Aufgabe 1
Zieh aus den Einträgen jede Zeile heraus, in der das Wort „horse“ steht.

Textauszug
◇ ◇ ◇

Grosse Abhängigkeit vom Tourismus
Das ist laut Damian Constantin (53), Direktor von Wallis Promotion, für die Wirtschaft des ganzen Kantons essenziell. Jeder fünfte Arbeitsplatz hänge direkt oder indirekt von der Tourismusbranche ab.
Aus Graubünden kommen ähnliche Töne. Auch hier ist der Tourismus eine wichtige Einnahmequelle. Obwohl der Kanton weniger Ansteckungen vermeldet als das Wallis, ist Martin Vincenz (57), CEO von Graubünden Ferien, besorgt: «Die vergangenen Wochen haben gezeigt, wie schnell sich die Situation in einer Region ändern kann. Es kann jederzeit jeden treffen!»
Ein Grossteil der Hotels rechnet mit einem Rückgang der Logiernächte im kommenden Winter. Erste Stornierungen treffen bereits ein, vor allem aus dem Ausland: Am Donnerstag wurde die gesamte Schweiz in Deutschland zum Risikogebiet erklärt. Mit der Quarantänepflicht fällt der zweitwichtigste Markt neben Gästen aus dem eigenen Land weg. «Wir rechnen nicht damit, dass Schweizer Touristen die ausländischen Gäste kompensieren können», sagt Vincenz. «Und mit jeder weiteren Restriktion verschlechtert sich die Prognose.»
Steht die Wintersaison also auf der Kippe?
Jürg Stettler (55) leitet das Institut für Tourismuswirtschaft an der Fachhochschule Luzern. Er will die Skistöcke noch nicht ins Korn werfen: «Die Situation ist zwar prekärer als vor ein paar Wochen, doch es ist noch nichts verloren.» Trotzdem könne sich die aktuelle Situation negativ auf die Wintersaison auswirken. «Denn die Steigerung der Fallzahlen verändern das Buchungsverhalten. Es wird nun noch kurzfristiger gebucht.» Das heisst: Die Wetter- und Schneeverhältnisse werden im Winter eine noch wichtigere Rolle spielen als bisher.

◇ ◇ ◇

Daten zur Aufgabe
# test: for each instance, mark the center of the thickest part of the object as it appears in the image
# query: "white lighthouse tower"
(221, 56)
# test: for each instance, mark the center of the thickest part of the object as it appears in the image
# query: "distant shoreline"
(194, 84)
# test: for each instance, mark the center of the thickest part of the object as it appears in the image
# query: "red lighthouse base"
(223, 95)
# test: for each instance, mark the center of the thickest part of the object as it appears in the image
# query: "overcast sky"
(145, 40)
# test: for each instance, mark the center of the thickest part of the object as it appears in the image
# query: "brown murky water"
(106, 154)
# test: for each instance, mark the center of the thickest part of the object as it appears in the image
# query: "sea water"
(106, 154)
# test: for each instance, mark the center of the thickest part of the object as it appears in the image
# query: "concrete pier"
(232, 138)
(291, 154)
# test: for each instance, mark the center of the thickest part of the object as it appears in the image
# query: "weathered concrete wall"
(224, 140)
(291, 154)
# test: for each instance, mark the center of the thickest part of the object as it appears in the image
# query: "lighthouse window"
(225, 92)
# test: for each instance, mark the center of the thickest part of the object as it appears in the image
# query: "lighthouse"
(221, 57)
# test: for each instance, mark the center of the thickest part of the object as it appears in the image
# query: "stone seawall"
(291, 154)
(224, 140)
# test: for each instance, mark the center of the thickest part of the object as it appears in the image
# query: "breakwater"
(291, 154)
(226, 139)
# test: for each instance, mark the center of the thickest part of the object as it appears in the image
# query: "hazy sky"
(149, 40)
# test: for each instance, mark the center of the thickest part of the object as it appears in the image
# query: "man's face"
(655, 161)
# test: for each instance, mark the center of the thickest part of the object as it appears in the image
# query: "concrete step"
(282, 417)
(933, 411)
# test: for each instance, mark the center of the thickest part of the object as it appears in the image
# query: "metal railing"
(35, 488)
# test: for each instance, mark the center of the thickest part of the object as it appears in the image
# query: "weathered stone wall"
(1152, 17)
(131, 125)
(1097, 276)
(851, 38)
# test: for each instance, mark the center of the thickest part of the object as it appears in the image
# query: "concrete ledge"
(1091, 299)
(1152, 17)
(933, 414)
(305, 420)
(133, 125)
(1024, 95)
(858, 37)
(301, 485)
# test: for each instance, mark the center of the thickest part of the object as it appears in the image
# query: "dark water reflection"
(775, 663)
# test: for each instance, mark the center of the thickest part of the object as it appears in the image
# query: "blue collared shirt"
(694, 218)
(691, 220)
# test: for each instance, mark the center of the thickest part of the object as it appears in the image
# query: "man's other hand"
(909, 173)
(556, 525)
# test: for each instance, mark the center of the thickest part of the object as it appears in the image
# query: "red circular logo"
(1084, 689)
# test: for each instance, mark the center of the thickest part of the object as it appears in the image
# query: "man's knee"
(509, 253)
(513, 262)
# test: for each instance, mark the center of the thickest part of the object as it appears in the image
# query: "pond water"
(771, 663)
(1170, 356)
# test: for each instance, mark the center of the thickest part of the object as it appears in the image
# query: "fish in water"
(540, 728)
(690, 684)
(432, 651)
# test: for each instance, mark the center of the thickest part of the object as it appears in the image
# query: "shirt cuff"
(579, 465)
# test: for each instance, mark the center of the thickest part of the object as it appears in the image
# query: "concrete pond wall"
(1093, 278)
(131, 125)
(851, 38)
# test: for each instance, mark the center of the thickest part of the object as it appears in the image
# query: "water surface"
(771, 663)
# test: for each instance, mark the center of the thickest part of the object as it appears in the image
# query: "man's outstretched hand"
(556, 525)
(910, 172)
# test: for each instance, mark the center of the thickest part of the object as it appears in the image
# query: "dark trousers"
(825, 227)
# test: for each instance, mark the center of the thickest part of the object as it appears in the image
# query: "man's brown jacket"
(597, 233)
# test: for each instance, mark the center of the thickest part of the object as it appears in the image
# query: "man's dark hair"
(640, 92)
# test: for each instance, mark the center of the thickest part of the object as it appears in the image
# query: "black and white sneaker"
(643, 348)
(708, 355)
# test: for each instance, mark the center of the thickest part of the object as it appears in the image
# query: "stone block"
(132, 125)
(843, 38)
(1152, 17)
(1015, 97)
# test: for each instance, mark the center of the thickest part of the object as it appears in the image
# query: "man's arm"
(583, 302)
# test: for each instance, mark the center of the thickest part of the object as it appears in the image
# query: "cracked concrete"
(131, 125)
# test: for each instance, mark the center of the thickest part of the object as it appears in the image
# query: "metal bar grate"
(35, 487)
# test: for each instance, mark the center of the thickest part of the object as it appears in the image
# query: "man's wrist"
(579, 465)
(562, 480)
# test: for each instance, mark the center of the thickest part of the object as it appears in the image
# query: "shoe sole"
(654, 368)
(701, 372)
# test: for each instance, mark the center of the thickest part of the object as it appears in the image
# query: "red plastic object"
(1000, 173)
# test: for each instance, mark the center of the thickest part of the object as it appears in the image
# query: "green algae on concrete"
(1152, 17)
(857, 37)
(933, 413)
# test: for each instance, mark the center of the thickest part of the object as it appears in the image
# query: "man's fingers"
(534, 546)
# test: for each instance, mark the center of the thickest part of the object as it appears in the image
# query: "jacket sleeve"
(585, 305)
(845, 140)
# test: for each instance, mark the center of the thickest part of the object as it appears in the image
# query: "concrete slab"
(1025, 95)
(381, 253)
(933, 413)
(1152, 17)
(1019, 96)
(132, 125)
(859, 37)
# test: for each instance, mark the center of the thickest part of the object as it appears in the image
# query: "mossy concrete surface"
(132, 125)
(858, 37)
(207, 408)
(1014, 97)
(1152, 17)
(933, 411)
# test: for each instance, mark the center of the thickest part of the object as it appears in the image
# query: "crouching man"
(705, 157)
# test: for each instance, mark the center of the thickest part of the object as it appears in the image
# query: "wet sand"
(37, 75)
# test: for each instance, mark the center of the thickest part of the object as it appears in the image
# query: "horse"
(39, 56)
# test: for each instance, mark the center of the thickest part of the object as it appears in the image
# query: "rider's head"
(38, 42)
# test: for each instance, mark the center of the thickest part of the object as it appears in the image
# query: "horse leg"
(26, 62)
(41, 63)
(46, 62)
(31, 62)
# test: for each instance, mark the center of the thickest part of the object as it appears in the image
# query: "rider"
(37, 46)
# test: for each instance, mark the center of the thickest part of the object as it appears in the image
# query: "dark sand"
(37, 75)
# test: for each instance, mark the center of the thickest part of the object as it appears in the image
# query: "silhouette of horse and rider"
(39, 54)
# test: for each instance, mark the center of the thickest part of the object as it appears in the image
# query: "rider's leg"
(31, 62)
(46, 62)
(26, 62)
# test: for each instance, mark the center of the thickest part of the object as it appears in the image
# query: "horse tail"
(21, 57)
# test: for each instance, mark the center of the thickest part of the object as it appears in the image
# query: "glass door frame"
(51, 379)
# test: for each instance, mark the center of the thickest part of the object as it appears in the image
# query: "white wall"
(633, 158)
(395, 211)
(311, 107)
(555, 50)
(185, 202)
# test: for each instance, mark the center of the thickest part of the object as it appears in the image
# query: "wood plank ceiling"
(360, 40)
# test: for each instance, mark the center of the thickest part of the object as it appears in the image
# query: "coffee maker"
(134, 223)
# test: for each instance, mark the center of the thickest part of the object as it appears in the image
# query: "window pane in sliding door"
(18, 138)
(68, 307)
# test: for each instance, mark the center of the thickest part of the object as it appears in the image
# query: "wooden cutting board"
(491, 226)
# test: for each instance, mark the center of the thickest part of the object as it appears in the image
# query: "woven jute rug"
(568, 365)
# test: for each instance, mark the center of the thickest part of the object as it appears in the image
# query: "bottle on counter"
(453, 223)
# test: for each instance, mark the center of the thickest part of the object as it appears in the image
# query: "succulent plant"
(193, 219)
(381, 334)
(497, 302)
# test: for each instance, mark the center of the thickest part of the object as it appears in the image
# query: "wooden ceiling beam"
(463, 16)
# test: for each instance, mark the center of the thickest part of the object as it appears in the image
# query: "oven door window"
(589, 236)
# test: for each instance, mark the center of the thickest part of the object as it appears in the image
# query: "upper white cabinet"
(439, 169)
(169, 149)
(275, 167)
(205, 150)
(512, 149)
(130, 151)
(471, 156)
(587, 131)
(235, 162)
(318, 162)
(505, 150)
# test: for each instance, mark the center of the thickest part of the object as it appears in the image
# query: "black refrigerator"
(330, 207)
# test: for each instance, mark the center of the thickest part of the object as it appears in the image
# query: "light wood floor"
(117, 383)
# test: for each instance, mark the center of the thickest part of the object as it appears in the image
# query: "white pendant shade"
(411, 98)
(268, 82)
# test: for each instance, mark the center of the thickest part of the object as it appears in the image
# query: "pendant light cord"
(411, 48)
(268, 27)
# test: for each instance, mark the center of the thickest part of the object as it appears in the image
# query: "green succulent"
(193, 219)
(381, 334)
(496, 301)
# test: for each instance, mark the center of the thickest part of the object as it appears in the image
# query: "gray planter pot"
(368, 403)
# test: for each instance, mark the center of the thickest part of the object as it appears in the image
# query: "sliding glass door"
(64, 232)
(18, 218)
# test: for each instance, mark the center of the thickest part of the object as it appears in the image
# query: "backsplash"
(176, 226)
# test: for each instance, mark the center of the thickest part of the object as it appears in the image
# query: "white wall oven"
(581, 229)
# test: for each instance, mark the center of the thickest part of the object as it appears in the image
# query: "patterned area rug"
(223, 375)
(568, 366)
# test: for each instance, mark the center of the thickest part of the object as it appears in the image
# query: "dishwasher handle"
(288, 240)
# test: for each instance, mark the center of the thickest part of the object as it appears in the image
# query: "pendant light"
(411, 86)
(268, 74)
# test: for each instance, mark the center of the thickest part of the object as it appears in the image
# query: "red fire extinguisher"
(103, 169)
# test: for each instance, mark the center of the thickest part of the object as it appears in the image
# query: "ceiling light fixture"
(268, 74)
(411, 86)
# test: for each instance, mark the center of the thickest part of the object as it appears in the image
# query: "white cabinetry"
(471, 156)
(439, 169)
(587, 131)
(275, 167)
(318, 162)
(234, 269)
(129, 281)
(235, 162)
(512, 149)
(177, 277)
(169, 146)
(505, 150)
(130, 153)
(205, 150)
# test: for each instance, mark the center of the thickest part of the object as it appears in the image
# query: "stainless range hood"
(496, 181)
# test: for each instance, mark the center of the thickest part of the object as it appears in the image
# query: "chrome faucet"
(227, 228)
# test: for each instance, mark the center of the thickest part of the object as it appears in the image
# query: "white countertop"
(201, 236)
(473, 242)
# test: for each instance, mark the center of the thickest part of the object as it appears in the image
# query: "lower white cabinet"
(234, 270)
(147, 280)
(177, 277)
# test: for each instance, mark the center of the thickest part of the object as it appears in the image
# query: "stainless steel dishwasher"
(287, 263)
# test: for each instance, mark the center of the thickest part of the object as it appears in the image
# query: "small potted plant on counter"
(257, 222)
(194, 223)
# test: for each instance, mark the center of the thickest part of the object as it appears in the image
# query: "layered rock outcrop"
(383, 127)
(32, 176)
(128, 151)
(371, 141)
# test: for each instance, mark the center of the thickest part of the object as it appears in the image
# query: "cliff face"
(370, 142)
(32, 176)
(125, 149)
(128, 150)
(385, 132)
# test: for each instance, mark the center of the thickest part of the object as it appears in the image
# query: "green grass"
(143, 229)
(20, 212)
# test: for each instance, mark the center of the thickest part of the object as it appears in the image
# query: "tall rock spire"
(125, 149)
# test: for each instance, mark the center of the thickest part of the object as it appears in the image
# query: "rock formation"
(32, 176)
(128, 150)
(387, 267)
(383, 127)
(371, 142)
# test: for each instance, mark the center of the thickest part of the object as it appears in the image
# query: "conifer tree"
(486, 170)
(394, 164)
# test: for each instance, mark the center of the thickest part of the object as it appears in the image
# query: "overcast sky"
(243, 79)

◇ ◇ ◇

Aufgabe 2
Schreib im Textauszug den Abschnitt von „Steht die Wintersaison“ bis „spielen als bisher.“ neu und ersetze dabei „Wintersaison“ durch „Skisaison“.

Richtige Antwort 1
# query: "horse"
# query: "horse leg"
# query: "silhouette of horse and rider"
# query: "horse tail"

Richtige Antwort 2
Steht die Skisaison also auf der Kippe?
Jürg Stettler (55) leitet das Institut für Tourismuswirtschaft an der Fachhochschule Luzern. Er will die Skistöcke noch nicht ins Korn werfen: «Die Situation ist zwar prekärer als vor ein paar Wochen, doch es ist noch nichts verloren.» Trotzdem könne sich die aktuelle Situation negativ auf die Skisaison auswirken. «Denn die Steigerung der Fallzahlen verändern das Buchungsverhalten. Es wird nun noch kurzfristiger gebucht.» Das heisst: Die Wetter- und Schneeverhältnisse werden im Winter eine noch wichtigere Rolle spielen als bisher.